#### What is being asked
All the data below should be printed again without a single difference.

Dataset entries
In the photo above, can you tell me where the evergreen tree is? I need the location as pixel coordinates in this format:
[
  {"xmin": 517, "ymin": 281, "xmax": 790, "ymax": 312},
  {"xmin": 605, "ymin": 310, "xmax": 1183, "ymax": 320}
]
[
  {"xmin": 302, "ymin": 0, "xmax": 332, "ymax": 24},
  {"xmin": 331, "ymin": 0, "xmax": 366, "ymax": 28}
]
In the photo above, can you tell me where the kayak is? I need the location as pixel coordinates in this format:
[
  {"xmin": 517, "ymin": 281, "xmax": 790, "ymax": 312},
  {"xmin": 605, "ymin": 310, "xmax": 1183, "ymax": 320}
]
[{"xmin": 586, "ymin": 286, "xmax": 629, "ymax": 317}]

#### Your solution
In the photo above, can you tell me where the evergreen tree is? I need the location as pixel coordinates in this format:
[
  {"xmin": 517, "ymin": 281, "xmax": 790, "ymax": 312},
  {"xmin": 605, "ymin": 310, "xmax": 1183, "ymax": 320}
]
[
  {"xmin": 302, "ymin": 0, "xmax": 332, "ymax": 24},
  {"xmin": 331, "ymin": 0, "xmax": 366, "ymax": 28}
]
In the photo above, can you tell me where the kayak is? I need the location as pixel coordinates in this format:
[
  {"xmin": 517, "ymin": 281, "xmax": 790, "ymax": 312},
  {"xmin": 605, "ymin": 310, "xmax": 1183, "ymax": 320}
]
[{"xmin": 586, "ymin": 286, "xmax": 629, "ymax": 317}]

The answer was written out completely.